GOAL: Could you give back all the lines below with every "marker" replaced by "point" and everything else left unchanged?

..............................

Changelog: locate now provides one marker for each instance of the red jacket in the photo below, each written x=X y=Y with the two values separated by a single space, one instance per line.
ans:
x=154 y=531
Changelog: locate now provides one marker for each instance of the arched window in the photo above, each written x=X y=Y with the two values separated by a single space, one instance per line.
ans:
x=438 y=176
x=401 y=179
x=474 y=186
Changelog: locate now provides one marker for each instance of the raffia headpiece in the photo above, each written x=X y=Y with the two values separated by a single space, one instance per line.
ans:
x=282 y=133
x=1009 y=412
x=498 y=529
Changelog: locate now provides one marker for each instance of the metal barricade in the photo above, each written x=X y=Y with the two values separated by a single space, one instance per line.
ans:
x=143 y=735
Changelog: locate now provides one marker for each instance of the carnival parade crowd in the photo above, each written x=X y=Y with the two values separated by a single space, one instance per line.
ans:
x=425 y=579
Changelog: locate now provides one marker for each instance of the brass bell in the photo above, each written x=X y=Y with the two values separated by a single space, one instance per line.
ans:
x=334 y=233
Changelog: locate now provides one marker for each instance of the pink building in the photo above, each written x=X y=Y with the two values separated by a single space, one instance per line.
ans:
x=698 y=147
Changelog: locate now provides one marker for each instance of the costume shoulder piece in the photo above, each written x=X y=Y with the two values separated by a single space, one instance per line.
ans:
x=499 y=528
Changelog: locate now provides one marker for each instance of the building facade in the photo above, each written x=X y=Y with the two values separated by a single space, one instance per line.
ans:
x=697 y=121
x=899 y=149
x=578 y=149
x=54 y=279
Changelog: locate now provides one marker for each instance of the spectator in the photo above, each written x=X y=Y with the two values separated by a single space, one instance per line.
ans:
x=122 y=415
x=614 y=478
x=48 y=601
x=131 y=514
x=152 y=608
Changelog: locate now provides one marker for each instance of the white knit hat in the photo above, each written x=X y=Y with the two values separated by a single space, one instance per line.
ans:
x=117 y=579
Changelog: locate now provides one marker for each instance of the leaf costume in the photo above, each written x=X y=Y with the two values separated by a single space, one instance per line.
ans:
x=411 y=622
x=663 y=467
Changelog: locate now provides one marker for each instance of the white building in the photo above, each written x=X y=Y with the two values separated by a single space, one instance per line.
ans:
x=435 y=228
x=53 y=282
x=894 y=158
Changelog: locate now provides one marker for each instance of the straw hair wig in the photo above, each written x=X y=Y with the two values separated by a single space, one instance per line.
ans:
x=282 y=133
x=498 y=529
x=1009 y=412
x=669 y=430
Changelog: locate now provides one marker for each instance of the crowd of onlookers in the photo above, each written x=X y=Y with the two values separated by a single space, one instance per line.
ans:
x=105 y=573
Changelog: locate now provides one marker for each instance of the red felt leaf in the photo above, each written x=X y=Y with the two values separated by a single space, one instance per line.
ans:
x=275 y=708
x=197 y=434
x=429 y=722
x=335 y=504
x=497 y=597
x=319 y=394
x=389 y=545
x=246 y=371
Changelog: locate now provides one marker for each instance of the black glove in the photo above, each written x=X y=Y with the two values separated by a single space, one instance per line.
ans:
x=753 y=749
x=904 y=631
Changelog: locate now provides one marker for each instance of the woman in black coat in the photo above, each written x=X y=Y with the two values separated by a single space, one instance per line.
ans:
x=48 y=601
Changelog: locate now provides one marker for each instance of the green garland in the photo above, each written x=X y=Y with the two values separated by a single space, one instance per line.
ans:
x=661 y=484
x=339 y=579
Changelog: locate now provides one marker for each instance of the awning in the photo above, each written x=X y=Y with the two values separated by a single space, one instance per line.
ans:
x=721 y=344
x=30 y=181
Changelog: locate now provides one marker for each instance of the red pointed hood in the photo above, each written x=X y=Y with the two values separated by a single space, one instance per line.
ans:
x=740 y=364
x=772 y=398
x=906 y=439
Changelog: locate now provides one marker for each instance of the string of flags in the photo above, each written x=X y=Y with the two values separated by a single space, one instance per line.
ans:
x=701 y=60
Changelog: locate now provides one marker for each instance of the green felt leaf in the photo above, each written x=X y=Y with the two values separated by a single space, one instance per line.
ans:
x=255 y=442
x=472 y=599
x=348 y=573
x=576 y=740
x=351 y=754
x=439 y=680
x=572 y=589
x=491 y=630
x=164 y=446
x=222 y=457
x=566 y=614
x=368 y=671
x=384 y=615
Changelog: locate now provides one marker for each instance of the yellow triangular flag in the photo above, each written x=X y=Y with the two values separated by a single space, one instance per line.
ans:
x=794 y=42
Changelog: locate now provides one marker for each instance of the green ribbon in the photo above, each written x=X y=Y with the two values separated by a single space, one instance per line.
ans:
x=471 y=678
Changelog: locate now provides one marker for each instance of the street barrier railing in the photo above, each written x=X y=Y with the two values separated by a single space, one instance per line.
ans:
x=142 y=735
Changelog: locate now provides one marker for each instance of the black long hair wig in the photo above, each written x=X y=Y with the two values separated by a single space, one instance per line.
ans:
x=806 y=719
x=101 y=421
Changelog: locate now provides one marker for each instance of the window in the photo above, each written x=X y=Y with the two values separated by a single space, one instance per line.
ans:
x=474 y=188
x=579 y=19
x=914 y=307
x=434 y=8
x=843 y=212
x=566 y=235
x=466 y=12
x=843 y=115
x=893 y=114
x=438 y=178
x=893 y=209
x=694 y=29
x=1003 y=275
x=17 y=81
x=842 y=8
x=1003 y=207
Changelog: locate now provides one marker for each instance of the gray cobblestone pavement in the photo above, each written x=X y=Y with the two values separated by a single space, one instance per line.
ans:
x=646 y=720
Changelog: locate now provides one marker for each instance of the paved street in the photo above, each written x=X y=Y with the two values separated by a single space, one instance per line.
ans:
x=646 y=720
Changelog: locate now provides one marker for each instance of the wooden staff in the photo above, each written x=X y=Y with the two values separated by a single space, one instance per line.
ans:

..............................

WRITTEN RESPONSE:
Changelog: locate now provides one point for each instance of the red jacket in the photo below, each written x=X y=Y with the two values separated by a single space, one instance per line.
ans:
x=154 y=531
Changelog: locate now provides one point for each instance of the arched window in the photo above, each written x=X y=Y with the two values separated by a single space, one instance per line.
ans:
x=438 y=176
x=401 y=179
x=474 y=186
Changelog: locate now provides one point for each instance of the raffia headpiece in the photo above, each written x=X y=Y with the two values separated by a single space, one instance per line.
ans:
x=282 y=133
x=1009 y=412
x=498 y=529
Changelog: locate now provides one point for each instance of the metal barricade in the photo above, each written x=X y=Y with the two values separated by a single space, one instance per line.
ans:
x=143 y=735
Changelog: locate now provides one point for each instance of the carnival parade crowd in the photo above, each written x=X y=Y with the two values separated by a single space, one instance per line.
ans:
x=425 y=579
Changelog: locate now provides one point for each instance of the brass bell in the photo above, each written x=X y=Y with the two values separated by a single space, one instance per line.
ans:
x=334 y=233
Changelog: locate now provides one point for each instance of the pink building in the photo above, each written x=X y=Y with the two values separated by a single space, one instance per line.
ans:
x=698 y=147
Changelog: locate now provides one point for each instance of the costume shoulder piece in the photo above, each written x=X y=Y with the two values separated by a single space, one instance per line.
ans:
x=499 y=528
Changelog: locate now provides one point for each instance of the building facade in the photo above, each written x=X y=Y with the two values separated by a single space, one instance per line.
ans:
x=697 y=121
x=899 y=149
x=578 y=149
x=54 y=279
Changelog: locate now provides one point for each instance of the spectator in the photo above, each written x=X y=Y with the two values separated by a single space, one instance per line.
ans:
x=122 y=415
x=614 y=478
x=48 y=601
x=131 y=514
x=152 y=608
Changelog: locate now provides one point for each instance of the white knit hat in the photo above, each written x=X y=Y with the two values separated by a single space, one instance per line.
ans:
x=117 y=579
Changelog: locate now provides one point for each instance of the leaf costume in the photo above, each written x=X y=Y with the two values separated by a single space, one instance per line.
ans:
x=411 y=622
x=663 y=467
Changelog: locate now provides one point for each instance of the white building in the photo above, each written x=X y=Y with the two values separated by a single space, one instance per line.
ans:
x=435 y=228
x=53 y=282
x=894 y=158
Changelog: locate now provides one point for each instance of the straw hair wig in the photo above, each written x=X y=Y with the two values separated by a single space, one instance per line.
ans:
x=282 y=133
x=498 y=529
x=1009 y=412
x=669 y=430
Changelog: locate now provides one point for each instance of the crowd of onlookers in the photo above, each written x=X y=Y with the two values separated by a single space, one instance per line.
ans:
x=105 y=573
Changelog: locate now provides one point for each instance of the red felt leaf in the photo above, each written x=X y=Y with the two values separated by a single space, one instance per line.
ans:
x=275 y=708
x=197 y=434
x=429 y=722
x=335 y=504
x=497 y=597
x=319 y=394
x=389 y=545
x=246 y=371
Changelog: locate now provides one point for each instance of the black glove in the photo above, each written x=X y=Y with the two values separated by a single space, one instance per line.
ans:
x=753 y=749
x=904 y=631
Changelog: locate now provides one point for each instance of the woman in black coat in the photo above, each written x=X y=Y with the two values separated by a single space, one instance per line.
ans:
x=48 y=601
Changelog: locate now provides one point for each instance of the green garland in the photo above, each written x=X y=Y with the two values separated by a single space, one instance per line.
ans:
x=661 y=484
x=339 y=579
Changelog: locate now provides one point for each instance of the awning in the photo above, each written x=X y=Y with the two values separated by a single space, one instance per line.
ans:
x=721 y=344
x=30 y=181
Changelog: locate now provides one point for each instance of the red pointed hood in the photo above, each written x=X y=Y with the two values separated by a single space, one instance per line.
ans:
x=740 y=364
x=772 y=398
x=906 y=439
Changelog: locate now provides one point for each instance of the string of flags in the photo above, each written x=X y=Y with the two values separated by a single space, one instance per line.
ans:
x=701 y=60
Changelog: locate now provides one point for each instance of the green felt leaf in the photo above, each written x=X y=Y with the two values separated by a single space, one instance per line.
ans:
x=255 y=442
x=472 y=599
x=348 y=573
x=576 y=740
x=351 y=754
x=439 y=680
x=572 y=589
x=491 y=630
x=164 y=446
x=222 y=457
x=566 y=614
x=368 y=671
x=384 y=615
Changelog: locate now provides one point for each instance of the yellow triangular flag in the photo above, each written x=X y=Y with the two values separated by a single space, one instance per line.
ans:
x=794 y=42
Changelog: locate now provides one point for each instance of the green ribbon in the photo above, each written x=X y=Y with the two values separated by a single space, one instance per line.
ans:
x=471 y=678
Changelog: locate now provides one point for each instance of the street barrier railing in the photo above, each written x=X y=Y with the two values separated by a single space, one instance per line.
ans:
x=142 y=735
Changelog: locate now provides one point for each instance of the black long hair wig in the photo above, each written x=X y=Y with the two values separated by a single space, one instance per line.
ans:
x=806 y=719
x=101 y=421
Changelog: locate now provides one point for each instance of the window in the photo above, each written x=X y=Y with the two values separated by a single space, one instance per line.
ans:
x=474 y=188
x=579 y=19
x=914 y=307
x=434 y=8
x=843 y=212
x=566 y=235
x=466 y=12
x=843 y=115
x=893 y=114
x=438 y=178
x=893 y=209
x=694 y=29
x=1003 y=275
x=17 y=81
x=842 y=8
x=1003 y=207
Changelog: locate now provides one point for each instance of the gray cobblestone pavement in the photo above, each written x=X y=Y with the two values separated by a single space, one instance per line.
ans:
x=646 y=720
Changelog: locate now provides one point for each instance of the paved street in the photo above, each written x=X y=Y with the two values separated by a single space, one instance per line.
ans:
x=646 y=720
Changelog: locate now provides one point for each instance of the wooden staff in the photo above, each written x=X y=Y with the two values separated by a single space, one instance per line.
ans:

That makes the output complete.